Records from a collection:
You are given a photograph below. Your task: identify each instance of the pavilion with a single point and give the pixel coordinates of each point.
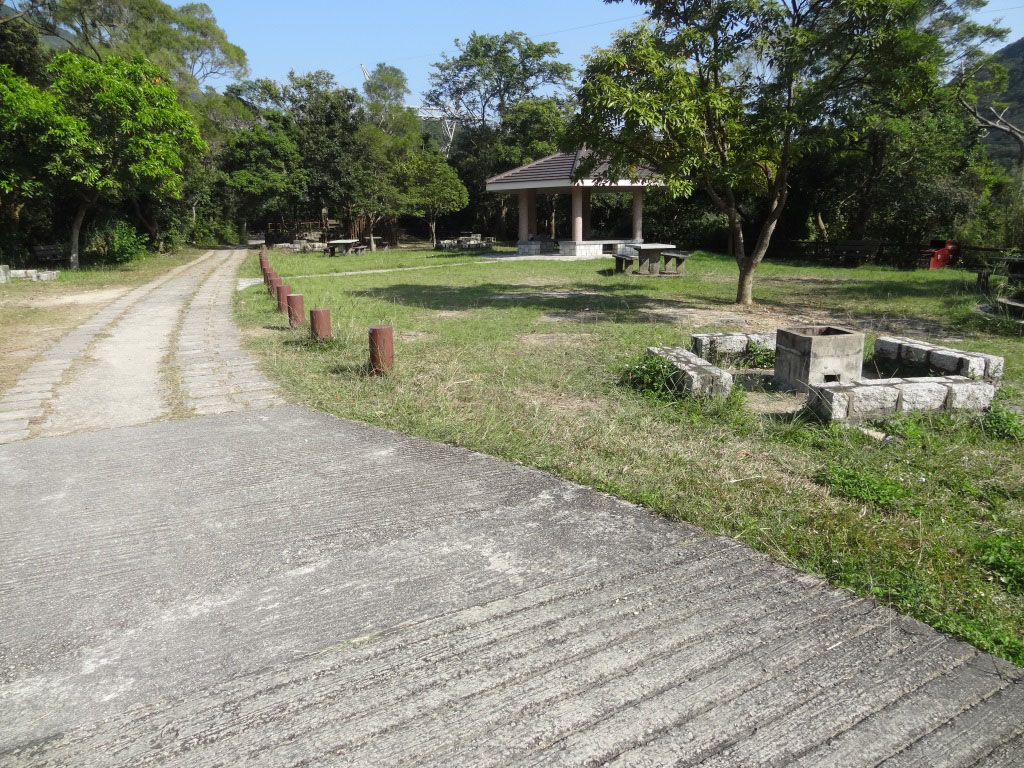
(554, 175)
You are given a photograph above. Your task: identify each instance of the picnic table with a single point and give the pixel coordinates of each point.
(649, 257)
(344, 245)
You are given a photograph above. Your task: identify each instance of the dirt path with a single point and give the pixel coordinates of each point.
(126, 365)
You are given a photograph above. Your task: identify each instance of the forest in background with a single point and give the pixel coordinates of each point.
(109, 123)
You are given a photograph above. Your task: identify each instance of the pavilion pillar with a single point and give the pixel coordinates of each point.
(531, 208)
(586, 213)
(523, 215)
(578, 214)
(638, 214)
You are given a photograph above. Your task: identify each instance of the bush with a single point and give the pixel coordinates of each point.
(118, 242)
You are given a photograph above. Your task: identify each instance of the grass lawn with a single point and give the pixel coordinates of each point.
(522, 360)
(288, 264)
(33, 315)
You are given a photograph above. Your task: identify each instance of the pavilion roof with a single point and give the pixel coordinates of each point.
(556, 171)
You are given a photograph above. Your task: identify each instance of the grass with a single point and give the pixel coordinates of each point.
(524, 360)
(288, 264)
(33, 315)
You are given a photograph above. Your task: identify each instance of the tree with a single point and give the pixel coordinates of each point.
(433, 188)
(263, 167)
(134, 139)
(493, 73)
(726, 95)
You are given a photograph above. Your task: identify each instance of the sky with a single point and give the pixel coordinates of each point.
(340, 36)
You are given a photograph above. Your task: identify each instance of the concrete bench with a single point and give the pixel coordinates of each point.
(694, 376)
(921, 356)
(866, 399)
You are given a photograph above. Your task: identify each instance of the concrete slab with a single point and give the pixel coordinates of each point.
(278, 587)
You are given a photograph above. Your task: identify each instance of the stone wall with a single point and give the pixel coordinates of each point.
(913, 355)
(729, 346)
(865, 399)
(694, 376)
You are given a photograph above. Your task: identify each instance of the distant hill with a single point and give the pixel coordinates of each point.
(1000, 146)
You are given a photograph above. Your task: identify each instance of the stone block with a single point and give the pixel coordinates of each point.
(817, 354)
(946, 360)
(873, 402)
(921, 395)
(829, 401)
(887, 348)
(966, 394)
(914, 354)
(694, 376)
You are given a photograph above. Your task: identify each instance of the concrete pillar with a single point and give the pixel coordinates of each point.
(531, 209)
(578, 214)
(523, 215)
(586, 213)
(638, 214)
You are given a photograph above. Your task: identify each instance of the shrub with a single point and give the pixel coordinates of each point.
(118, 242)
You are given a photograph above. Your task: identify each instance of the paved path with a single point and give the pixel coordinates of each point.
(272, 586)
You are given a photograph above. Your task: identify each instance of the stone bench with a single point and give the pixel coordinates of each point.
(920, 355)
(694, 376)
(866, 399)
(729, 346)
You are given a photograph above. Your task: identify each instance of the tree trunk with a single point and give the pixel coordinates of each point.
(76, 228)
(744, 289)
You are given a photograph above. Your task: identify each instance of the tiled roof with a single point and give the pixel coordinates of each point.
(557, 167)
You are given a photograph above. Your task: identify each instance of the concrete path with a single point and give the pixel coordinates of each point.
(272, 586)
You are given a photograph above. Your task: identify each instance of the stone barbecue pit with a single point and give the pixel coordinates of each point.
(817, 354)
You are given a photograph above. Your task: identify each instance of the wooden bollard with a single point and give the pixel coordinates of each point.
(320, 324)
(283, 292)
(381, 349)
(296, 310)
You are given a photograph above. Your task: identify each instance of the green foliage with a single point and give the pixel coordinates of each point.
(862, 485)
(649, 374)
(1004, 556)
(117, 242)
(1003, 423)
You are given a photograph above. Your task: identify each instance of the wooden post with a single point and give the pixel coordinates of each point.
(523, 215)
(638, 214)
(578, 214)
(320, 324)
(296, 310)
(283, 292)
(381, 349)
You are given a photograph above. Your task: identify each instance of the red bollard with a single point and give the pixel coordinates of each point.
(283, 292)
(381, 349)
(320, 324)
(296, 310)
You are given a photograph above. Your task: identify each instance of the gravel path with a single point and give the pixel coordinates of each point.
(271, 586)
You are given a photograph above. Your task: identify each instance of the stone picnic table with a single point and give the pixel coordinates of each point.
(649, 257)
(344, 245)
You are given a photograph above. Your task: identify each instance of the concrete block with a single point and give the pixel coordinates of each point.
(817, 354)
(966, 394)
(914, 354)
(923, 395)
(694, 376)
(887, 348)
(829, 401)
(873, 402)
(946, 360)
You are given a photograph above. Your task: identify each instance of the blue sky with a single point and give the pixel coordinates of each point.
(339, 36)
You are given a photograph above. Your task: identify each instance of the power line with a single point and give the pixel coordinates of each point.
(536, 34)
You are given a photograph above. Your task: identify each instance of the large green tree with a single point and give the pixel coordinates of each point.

What you need to do:
Copy every entry above exactly as it stands, but leave the pictures out.

Result below:
You are given a photograph below. Your task: identify each instance of the pavilion with a single point and give the pixel coordinates of each point.
(554, 175)
You are given a photograph above. Your task: identify each instance of the picnic table with a single point and give the pixel coordinates of each point.
(649, 257)
(344, 245)
You are given a photograph above. Your task: identify each instance of the dirt path with a single point and give the pixel coordinates of each point.
(126, 365)
You are given a photograph above. Your task: identify each instance of the forest in background with a single point and give the pixel coordinates of each point.
(109, 123)
You are given a photograph above. Your task: identify each instance of the pavilion pillar with a single point and give the pixel coordinates of each point.
(531, 208)
(586, 213)
(523, 215)
(578, 214)
(638, 214)
You are given a photograph above. Your task: identify each instance of the bush with a single point and give the pixel coordinates of each point.
(118, 242)
You are given a photograph above. Your task: identify each instance of the grass lawn with a single point and give the pixel coordinates of each point.
(522, 360)
(288, 264)
(33, 315)
You are given a photograph above. Your task: identify each instance of the pavilion roof with a single point and give the pixel coordinates of each point.
(556, 171)
You are given a photograph above. Your task: identify each instance of the grass with a single point and give the pixel coordinates of each point.
(524, 360)
(288, 264)
(33, 315)
You are given a photograph above. Your task: identify each instance of the tree with a single point and give the pixel coordinates of each point.
(433, 188)
(263, 167)
(134, 139)
(493, 73)
(726, 95)
You are given a photograph above. Your task: identify each instance of the sky with a single point and give the pixel coordinates of each point.
(340, 36)
You are given a photograph above. Your task: identify each instance of the concrete bench with a single point and give the pixel coordinates of each point.
(694, 376)
(921, 356)
(866, 399)
You are given a photograph above. Your task: identify each instance of the concrete slab with a single point and give the pixel coordinates of each point.
(278, 587)
You are given a photograph above. Your task: identify each instance of the stone wall with a single point and give the pixel coordinates of each point.
(913, 355)
(729, 346)
(865, 399)
(694, 376)
You are given a photograph above. Your task: identify each instance of the distant hill with a single point and give the pixel coordinates of each point.
(1000, 146)
You are given a photograph above. Your task: identify each instance of the stone block with a single point and give the pixel coordinates of each point.
(817, 354)
(946, 360)
(873, 402)
(921, 395)
(829, 401)
(887, 348)
(966, 394)
(914, 354)
(694, 376)
You are given a photograph above. Your task: identify each instance of the concrete pillar with a single point and give the pixel coordinates of each point.
(531, 209)
(578, 214)
(523, 215)
(586, 213)
(638, 214)
You are given a photograph above. Your task: identify each instance of the shrub with a single point and give the pixel coordinates of each point.
(118, 242)
You are given a photograph above. Your task: identify each instance of the paved path with a single point and give the pixel coordinates of each point.
(272, 586)
You are given a photograph above. Your task: identify each instance of the stone bench with a single point and give the pixel coordinates of each point.
(920, 355)
(694, 376)
(866, 399)
(729, 346)
You are given a photograph above. Your task: identify each instance of the tree trunk with a single point and give the pixel coordinates of each point.
(76, 228)
(744, 289)
You are given a photograph above. Your task: identify each instance of the tiled roof with a single point and give the pixel coordinates of each point.
(557, 167)
You are given a photograph above. Your task: identify each instance of the concrete path with a single point and give the pixel coordinates of each point.
(272, 586)
You are given a photograph above. Your task: identify each instance of the stone barbecue pit with a single point and give the pixel coordinates of each point.
(817, 354)
You are given a photograph above. Your task: identify each instance of the wooden bollard with a single point and give the pixel coordinates of each point.
(320, 324)
(283, 292)
(381, 349)
(296, 310)
You are given a photograph above. Your task: identify each instance of the green foliage with a single point and give the pixel coordinates of each point.
(862, 485)
(649, 374)
(1004, 556)
(117, 242)
(1003, 423)
You are given a photograph above. Your task: identify each instance of the wooden post with a single point and give the pixel coordinates of each point.
(523, 215)
(638, 214)
(578, 214)
(320, 324)
(296, 310)
(283, 292)
(381, 349)
You are given a photograph above. Your task: identify each instance of the red bollard with a single point and give the pixel coordinates of each point.
(283, 292)
(381, 349)
(320, 324)
(296, 310)
You are given a photograph above. Your task: identify each instance of the gravel path with a single point and give the pixel coordinates of each point.
(271, 586)
You are given a photograph above. Your task: identify each instance of the stone picnic table with a single point and give the pixel coordinates of each point.
(649, 257)
(344, 245)
You are given a photograph above. Your task: identify each instance of the concrete block with a single point and give the pixel coordinates of each point.
(817, 354)
(966, 394)
(914, 354)
(923, 395)
(694, 376)
(887, 348)
(829, 401)
(873, 402)
(946, 360)
You are given a photograph above. Your task: identify each instance of the blue sky with a single point and give the pixel coordinates of each point.
(339, 36)
You are given a photograph above. Your task: identify each instance of the power line with a single point and give the pixel coordinates of each point.
(536, 34)
You are given a photograph above. Your task: identify each instance of the large green tree with a single point and give the pixel coordinates of each point.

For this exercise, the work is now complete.